■ **What is being asked**
Rewrite the passage on Monte Carlo simulations of prediction markets from "Prediction markets like" to "the wrong answer.", replacing "Polymarket" with "Kalshi".

I hope you enjoy these

Running Monte Carlo Simulations on Prediction Markets

May 2026

I'll begin by stating that I'm increasingly worried about the prospect of losing an entire generation to gambling addiction. All around me, I'm seeing my friends (most of them young men) evaporate their earnings through a new wave of sports betting and prediction market apps we're constantly force-fed ads for. In my opinion, we're heading for a wall and it's time to wake up.

Anyways! Now that's out of the way let's begin.

Prediction markets like Polymarket assign real-money probabilities to events. For a single event the market price gives its probability (of course not perfectly, but well enough that prediction markets correctly called the 2024 presidential election when polls didn't).

The thing that's great is that there are many people betting on many different events at the same time, and some of these events may be correlated, for example: what is the probability that the US invades Iran and the Iranian regime falls and there is no nuclear deal? (btw this is the question we'll try to answer in this project) Here, since they're not independent events, naively multiplying the three probabilities ignores correlations between events and produces the wrong answer.

■ **Entries provided**

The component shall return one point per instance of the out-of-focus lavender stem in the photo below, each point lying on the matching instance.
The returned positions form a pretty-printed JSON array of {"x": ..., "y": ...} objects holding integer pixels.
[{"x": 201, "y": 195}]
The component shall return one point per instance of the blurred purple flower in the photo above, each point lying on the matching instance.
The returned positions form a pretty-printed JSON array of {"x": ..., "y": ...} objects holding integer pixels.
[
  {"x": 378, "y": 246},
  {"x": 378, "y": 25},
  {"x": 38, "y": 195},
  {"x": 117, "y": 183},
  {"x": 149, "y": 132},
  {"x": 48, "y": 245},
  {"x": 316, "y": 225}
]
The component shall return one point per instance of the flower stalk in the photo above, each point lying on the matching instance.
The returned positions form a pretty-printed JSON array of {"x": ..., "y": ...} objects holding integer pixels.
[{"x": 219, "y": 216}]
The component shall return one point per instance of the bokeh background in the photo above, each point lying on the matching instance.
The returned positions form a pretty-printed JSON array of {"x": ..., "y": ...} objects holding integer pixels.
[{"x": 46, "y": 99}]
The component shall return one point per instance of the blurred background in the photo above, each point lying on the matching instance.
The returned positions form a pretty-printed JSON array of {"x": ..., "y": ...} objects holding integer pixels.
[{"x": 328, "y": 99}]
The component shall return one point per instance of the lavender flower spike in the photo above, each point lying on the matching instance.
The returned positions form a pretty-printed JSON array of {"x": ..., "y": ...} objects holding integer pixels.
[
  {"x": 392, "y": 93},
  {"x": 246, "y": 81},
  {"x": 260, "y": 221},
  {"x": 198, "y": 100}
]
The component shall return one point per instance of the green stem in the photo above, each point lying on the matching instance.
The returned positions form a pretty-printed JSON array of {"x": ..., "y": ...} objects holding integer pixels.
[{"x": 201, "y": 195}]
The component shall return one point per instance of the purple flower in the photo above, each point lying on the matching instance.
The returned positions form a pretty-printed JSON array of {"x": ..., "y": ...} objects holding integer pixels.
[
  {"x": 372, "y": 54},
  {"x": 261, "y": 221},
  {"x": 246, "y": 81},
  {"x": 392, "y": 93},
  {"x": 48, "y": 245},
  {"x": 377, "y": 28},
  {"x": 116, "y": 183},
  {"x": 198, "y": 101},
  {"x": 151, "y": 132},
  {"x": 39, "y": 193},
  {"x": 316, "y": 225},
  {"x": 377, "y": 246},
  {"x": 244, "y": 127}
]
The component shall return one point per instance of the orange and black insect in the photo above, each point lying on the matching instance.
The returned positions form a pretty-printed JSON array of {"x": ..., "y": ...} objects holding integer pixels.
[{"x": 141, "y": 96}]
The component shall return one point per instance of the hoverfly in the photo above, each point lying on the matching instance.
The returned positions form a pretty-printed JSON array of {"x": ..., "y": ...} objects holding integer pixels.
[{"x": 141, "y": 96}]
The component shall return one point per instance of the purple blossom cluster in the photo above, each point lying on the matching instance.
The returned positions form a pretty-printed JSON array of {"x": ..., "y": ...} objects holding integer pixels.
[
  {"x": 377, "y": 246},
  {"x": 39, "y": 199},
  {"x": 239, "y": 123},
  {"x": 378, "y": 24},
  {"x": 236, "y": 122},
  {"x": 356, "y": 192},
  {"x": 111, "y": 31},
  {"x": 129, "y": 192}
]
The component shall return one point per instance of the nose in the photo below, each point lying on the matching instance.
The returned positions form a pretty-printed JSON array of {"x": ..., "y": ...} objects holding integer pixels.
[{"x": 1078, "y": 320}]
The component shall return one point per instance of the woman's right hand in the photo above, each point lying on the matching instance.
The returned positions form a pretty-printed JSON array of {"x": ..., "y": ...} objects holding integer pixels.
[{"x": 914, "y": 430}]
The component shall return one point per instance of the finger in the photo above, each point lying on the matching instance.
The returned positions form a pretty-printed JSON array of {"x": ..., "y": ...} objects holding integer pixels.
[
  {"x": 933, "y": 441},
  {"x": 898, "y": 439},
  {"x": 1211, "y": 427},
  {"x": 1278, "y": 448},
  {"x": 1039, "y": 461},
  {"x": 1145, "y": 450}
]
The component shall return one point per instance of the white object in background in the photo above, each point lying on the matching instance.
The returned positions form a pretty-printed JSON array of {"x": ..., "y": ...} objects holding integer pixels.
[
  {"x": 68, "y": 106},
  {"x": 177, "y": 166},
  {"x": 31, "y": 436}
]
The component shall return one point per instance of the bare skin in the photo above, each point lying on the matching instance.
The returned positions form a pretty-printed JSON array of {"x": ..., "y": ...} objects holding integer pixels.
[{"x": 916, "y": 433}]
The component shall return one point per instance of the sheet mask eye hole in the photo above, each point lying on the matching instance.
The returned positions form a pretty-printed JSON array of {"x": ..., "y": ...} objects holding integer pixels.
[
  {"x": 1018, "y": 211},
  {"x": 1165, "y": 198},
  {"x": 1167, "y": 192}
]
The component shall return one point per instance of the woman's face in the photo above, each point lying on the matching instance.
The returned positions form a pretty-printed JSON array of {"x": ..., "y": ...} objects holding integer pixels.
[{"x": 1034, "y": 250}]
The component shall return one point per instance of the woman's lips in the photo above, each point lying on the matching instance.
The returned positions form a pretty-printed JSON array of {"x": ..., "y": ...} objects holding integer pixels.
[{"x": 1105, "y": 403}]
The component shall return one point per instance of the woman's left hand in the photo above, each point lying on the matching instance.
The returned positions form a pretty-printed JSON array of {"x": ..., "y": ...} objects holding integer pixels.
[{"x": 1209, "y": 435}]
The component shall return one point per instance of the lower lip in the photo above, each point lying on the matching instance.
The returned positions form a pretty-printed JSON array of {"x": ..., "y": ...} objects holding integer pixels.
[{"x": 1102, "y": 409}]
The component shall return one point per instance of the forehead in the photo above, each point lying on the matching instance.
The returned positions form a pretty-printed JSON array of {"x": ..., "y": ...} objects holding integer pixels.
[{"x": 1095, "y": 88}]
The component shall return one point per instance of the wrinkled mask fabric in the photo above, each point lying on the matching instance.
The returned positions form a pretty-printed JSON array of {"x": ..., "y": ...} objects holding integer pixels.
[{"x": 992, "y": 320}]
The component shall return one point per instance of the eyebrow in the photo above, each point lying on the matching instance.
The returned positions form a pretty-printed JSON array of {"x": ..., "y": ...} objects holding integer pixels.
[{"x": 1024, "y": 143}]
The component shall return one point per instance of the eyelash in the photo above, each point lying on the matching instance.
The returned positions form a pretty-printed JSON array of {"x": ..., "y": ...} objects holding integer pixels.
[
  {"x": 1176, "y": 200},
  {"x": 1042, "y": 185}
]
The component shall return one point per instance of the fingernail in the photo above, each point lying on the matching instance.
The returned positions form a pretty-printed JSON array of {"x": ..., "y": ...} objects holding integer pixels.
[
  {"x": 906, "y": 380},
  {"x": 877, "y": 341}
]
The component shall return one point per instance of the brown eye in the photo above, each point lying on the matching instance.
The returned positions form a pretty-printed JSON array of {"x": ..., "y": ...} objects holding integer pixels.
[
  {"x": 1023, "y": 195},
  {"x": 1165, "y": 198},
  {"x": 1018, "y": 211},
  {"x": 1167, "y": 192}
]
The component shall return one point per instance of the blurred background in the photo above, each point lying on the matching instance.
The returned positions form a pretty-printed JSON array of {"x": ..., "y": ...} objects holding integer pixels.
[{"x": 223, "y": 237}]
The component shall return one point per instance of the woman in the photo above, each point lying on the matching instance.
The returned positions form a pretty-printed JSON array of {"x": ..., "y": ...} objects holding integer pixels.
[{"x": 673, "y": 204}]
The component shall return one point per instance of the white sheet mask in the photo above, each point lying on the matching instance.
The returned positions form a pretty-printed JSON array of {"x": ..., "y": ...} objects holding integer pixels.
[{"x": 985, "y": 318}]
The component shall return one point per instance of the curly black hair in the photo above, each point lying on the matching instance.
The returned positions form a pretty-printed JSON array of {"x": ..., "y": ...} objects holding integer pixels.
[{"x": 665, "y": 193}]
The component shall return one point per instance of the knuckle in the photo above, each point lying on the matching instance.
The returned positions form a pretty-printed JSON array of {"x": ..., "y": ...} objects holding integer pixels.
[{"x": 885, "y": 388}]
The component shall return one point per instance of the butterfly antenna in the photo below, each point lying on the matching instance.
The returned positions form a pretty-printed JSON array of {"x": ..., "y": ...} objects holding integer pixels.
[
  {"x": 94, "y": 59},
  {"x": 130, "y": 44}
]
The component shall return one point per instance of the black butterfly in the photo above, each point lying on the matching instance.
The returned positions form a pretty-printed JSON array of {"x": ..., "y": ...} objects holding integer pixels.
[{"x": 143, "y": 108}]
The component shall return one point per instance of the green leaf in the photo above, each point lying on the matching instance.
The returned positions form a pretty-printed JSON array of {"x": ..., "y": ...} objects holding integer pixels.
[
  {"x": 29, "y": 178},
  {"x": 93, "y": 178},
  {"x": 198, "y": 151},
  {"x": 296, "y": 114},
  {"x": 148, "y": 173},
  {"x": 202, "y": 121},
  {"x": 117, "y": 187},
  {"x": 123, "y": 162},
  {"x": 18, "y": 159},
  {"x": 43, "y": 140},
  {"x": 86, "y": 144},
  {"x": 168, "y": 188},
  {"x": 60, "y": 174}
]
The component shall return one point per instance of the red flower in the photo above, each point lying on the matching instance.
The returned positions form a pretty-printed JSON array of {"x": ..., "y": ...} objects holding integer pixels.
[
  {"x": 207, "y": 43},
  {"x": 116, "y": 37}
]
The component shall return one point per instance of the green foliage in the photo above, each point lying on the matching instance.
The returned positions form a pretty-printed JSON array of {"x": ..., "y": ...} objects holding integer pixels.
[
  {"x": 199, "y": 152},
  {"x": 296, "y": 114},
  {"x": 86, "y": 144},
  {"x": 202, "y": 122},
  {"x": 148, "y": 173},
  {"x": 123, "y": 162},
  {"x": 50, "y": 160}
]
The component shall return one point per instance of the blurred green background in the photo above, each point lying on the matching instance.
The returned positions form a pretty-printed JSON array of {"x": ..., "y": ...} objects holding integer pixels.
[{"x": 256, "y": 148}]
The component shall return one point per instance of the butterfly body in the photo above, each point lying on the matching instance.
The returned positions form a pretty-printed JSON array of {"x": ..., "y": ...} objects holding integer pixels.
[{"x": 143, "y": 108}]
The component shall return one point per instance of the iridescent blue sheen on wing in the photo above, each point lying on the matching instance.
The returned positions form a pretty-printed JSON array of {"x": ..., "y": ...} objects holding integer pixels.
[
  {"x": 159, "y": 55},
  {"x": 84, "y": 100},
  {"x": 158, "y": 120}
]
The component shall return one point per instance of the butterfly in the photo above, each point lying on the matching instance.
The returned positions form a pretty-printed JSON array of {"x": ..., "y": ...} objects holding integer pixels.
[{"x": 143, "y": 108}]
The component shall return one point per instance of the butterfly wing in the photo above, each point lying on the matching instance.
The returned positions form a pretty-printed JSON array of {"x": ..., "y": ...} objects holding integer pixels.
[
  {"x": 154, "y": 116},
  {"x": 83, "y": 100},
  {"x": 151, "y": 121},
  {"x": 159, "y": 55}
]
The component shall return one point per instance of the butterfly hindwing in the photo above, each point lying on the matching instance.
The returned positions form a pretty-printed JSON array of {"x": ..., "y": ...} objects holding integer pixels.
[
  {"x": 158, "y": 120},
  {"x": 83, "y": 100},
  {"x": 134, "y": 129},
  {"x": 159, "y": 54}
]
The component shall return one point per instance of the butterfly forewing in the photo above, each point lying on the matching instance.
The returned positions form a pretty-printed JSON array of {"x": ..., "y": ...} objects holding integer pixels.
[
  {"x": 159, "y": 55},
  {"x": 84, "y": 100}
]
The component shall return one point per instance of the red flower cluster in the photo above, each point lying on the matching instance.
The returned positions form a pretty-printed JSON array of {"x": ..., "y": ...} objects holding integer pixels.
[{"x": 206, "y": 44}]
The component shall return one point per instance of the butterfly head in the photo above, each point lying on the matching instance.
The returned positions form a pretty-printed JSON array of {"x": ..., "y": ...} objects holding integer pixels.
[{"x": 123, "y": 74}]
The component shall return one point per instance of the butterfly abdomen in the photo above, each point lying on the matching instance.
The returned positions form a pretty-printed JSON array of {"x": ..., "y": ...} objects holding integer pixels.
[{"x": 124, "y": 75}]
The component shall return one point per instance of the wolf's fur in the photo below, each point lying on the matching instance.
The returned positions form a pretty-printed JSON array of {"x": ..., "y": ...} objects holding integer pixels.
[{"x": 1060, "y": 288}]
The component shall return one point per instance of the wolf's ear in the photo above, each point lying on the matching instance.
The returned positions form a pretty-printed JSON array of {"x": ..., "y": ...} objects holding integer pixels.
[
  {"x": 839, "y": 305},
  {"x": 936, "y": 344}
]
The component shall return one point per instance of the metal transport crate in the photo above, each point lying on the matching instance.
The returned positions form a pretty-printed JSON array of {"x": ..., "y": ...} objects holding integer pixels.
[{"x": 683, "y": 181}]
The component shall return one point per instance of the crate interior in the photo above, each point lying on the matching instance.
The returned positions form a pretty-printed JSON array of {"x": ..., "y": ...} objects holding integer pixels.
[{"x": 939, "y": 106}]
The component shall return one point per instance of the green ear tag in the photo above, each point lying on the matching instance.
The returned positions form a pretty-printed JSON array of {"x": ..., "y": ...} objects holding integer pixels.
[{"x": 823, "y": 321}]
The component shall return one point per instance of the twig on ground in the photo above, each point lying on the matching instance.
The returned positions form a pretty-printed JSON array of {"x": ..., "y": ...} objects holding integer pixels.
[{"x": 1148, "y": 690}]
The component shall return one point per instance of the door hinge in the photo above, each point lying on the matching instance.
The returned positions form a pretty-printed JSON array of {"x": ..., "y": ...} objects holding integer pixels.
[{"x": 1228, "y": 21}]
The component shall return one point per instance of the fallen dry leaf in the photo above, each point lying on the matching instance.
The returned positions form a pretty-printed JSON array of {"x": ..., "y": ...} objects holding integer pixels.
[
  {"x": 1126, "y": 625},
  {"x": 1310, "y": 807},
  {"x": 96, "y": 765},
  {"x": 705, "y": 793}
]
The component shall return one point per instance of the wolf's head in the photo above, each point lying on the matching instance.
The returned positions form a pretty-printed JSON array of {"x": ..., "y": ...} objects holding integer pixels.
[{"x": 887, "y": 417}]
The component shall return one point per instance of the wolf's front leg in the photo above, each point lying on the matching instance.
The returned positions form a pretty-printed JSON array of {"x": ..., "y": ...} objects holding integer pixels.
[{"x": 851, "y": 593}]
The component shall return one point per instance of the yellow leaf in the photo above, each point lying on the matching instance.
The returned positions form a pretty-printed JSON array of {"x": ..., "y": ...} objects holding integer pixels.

■ **Final answer**
Prediction markets like Kalshi assign real-money probabilities to events. For a single event the market price gives its probability (of course not perfectly, but well enough that prediction markets correctly called the 2024 presidential election when polls didn't).

The thing that's great is that there are many people betting on many different events at the same time, and some of these events may be correlated, for example: what is the probability that the US invades Iran and the Iranian regime falls and there is no nuclear deal? (btw this is the question we'll try to answer in this project) Here, since they're not independent events, naively multiplying the three probabilities ignores correlations between events and produces the wrong answer.